**Angezeigter Text:**
──────────

„Keine Knackpunkte“

Während ich in der Sonne des Samstagnachmittags einen selbst geschleuderten Fruchtsaft genoss, kam der treue Leser Erich auf mich zu und sagte, dies sei ja wohl eine ruhige Woche gewesen. Er meinte damit, dass die Redaktion nach dem Besuch des Bundespräsidenten die Tätigkeit beinahe eingestellt habe, von der Kommentierung einiger Kommentare mal abgesehen.

Dabei ist ja auch nach dem Abflug des ranghöchsten Staatsdieners einiges passiert, allem voran die vom Kämmerer Willibrord Haas am Mittwoch verkündete Haushaltssperre, die nötig wurde, weil dem hochpotenten Gewerbesteuerzahler spectro im Zuge interner Umstrukturierungen Gewerbesteuervorauszahlungen in Höhe von 3,2 Millionen Euro zurückerstattet werden mussten. Das lenkt den Blick auf die unangenehme Tatsache, dass die Stadt über kein Polster verfügt, solche Einschläge abzufangen – das war früher einmal anders.

Aber ein echtes Wahlkampfthema scheint auch das nicht zu werden, wie überhaupt kein Wahlkampfthema zu erkennen ist. Die Grünen mühten sich am Mittwoch redlich am Minoritenplatz ab, 60 Teilnehmer kamen in die Wasserburg Rindern, darunter Jürgen Rauer, Jörg Cosar und Alfons A. Tönnissen. Die FDP nimmt morgen, 11:30 Uhr, an einer Podiumsdiskussion im „Theater im Fluss“ (Ackerstraße) teil. Da soll es um die Idee gehen, an der Stelle des alten Forsthauses ein Kulturzentrum zu errichten. Die SPD tritt für die Kinder ein und verteilt Kugelschreiber, bei denen der obere Teil weg katapultiert wird, sobald Druck auf die Mine ausgeübt wird.

──────────

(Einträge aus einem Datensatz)
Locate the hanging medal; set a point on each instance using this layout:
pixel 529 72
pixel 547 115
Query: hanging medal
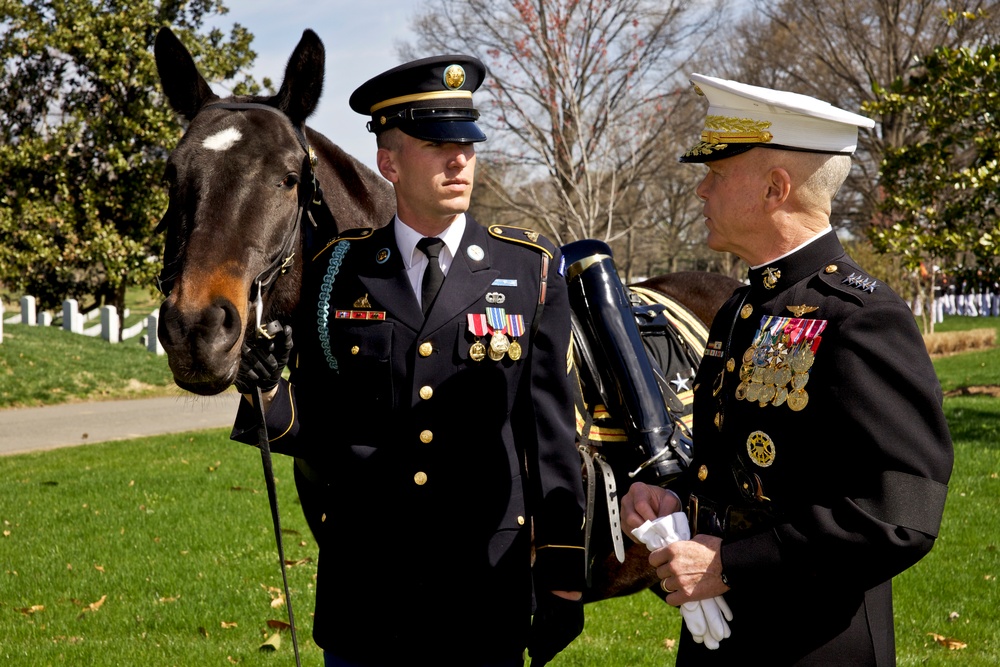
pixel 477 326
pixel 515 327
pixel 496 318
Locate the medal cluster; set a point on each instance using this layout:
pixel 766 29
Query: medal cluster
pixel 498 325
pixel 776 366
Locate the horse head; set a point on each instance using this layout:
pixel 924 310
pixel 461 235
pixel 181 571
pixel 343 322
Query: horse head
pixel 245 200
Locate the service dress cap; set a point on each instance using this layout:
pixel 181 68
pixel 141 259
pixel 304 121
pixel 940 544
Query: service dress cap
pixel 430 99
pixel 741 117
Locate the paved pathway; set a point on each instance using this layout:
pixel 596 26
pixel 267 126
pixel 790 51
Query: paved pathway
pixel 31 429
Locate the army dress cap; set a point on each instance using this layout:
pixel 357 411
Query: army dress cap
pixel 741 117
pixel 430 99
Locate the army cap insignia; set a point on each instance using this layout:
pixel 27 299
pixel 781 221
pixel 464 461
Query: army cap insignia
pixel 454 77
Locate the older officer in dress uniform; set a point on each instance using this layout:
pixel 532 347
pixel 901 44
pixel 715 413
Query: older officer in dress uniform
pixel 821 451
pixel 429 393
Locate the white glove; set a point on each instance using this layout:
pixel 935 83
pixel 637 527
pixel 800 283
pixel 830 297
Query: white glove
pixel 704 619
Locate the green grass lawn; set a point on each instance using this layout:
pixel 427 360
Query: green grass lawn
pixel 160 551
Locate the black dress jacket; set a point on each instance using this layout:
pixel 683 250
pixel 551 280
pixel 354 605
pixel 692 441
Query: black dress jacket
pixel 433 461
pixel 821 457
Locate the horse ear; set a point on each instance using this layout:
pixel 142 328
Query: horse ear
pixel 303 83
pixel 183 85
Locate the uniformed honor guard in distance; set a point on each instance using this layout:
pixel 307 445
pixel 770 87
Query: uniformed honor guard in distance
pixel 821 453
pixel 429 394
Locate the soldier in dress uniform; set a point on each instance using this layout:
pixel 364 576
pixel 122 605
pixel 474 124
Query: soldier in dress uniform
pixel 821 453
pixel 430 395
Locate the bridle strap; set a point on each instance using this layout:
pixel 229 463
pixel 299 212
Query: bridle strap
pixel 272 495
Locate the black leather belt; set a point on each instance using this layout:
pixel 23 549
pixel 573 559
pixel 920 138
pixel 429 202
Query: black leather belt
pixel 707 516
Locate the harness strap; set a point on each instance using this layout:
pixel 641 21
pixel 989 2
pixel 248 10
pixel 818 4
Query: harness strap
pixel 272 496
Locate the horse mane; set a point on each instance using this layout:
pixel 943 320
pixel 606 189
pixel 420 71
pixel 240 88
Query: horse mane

──────────

**Zu erledigende Aufgaben:**
**1.** Schreibe den Text „Keine Knackpunkte“ vollständig und Wort für Wort ab.
**2.** Ersetze „Query“ durch „Target“ und lass alles andere unverändert. Gib dazu nur die Zeilen der Auflistung wieder, beginnend mit der Zeile, die „Locate the green“ enthält, und endend mit der Zeile, die „pixel 183 85“ enthält.
Die Auflistung hat mit dem Text nichts zu tun.

**Lösungen:**
**1.**
„Keine Knackpunkte“

Während ich in der Sonne des Samstagnachmittags einen selbst geschleuderten Fruchtsaft genoss, kam der treue Leser Erich auf mich zu und sagte, dies sei ja wohl eine ruhige Woche gewesen. Er meinte damit, dass die Redaktion nach dem Besuch des Bundespräsidenten die Tätigkeit beinahe eingestellt habe, von der Kommentierung einiger Kommentare mal abgesehen.

Dabei ist ja auch nach dem Abflug des ranghöchsten Staatsdieners einiges passiert, allem voran die vom Kämmerer Willibrord Haas am Mittwoch verkündete Haushaltssperre, die nötig wurde, weil dem hochpotenten Gewerbesteuerzahler spectro im Zuge interner Umstrukturierungen Gewerbesteuervorauszahlungen in Höhe von 3,2 Millionen Euro zurückerstattet werden mussten. Das lenkt den Blick auf die unangenehme Tatsache, dass die Stadt über kein Polster verfügt, solche Einschläge abzufangen – das war früher einmal anders.

Aber ein echtes Wahlkampfthema scheint auch das nicht zu werden, wie überhaupt kein Wahlkampfthema zu erkennen ist. Die Grünen mühten sich am Mittwoch redlich am Minoritenplatz ab, 60 Teilnehmer kamen in die Wasserburg Rindern, darunter Jürgen Rauer, Jörg Cosar und Alfons A. Tönnissen. Die FDP nimmt morgen, 11:30 Uhr, an einer Podiumsdiskussion im „Theater im Fluss“ (Ackerstraße) teil. Da soll es um die Idee gehen, an der Stelle des alten Forsthauses ein Kulturzentrum zu errichten. Die SPD tritt für die Kinder ein und verteilt Kugelschreiber, bei denen der obere Teil weg katapultiert wird, sobald Druck auf die Mine ausgeübt wird.

**2.**
Locate the green grass lawn; set a point on each instance using this layout:
pixel 427 360
Target: green grass lawn
pixel 160 551
Locate the black dress jacket; set a point on each instance using this layout:
pixel 683 250
pixel 551 280
pixel 354 605
pixel 692 441
Target: black dress jacket
pixel 433 461
pixel 821 457
Locate the horse ear; set a point on each instance using this layout:
pixel 142 328
Target: horse ear
pixel 303 83
pixel 183 85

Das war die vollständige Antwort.